--- begin Passage provided ---

The Company periodically issues stock options and warrants to employees and non-employees in non-capital raising transactions for services and for financing costs. The Company accounts for stock option and warrant grants issued and vesting to employees based on the authoritative guidance provided by the Financial Accounting Standards Board (FASB) whereas the value of the award is measured on the date of grant and recognized over the vesting period. The Company accounts for stock option and warrant grants issued and vesting to non-employees in accordance with the authoritative guidance of the FASB whereas the value of the stock compensation is based upon the measurement date as determined at either a) the date at which a performance commitment is reached, or b) at the date at which the necessary performance to earn the equity instruments is complete. Non-employee stock-based compensation charges generally are amortized over the vesting period on a straight-line basis. In certain circumstances where there are no future performance requirements by the non-employee, option grants are immediately vested and the total stock-based compensation charge is recorded in the period of the measurement date.

 

The fair value of the Company's stock option and warrant grants is estimated using the Black-Scholes Option Pricing model, which uses certain assumptions related to risk-free interest rates, expected volatility, expected life of the stock options or warrants, and future dividends. Compensation expense is recorded based upon the value derived from the Black-Scholes Option Pricing model, and based on actual experience. The assumptions used in the Black-Scholes Option Pricing model could materially affect compensation expense recorded in future periods.

--- end Passage provided ---
--- begin Recorded information ---

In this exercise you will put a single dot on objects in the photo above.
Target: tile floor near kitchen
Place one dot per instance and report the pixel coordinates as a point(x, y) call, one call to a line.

--- end Recorded information ---

▶ _Work instructions_
A – Answer these about the stock-based compensation text, one per line:
(i) Over what period is the value of an award to employees recognized?
(ii) On what basis are non-employee stock-based compensation charges generally amortized?
(iii) Which model is used to estimate the fair value of the stock option and warrant grants?
B – From the stock-based compensation text, list every assumption that the Black-Scholes Option Pricing model uses.

▶ _Results in order_
A –
(i) The vesting period.
(ii) A straight-line basis over the vesting period.
(iii) The Black-Scholes Option Pricing model.

B –
- Risk-free interest rates
- Expected volatility
- Expected life of the stock options or warrants
- Future dividends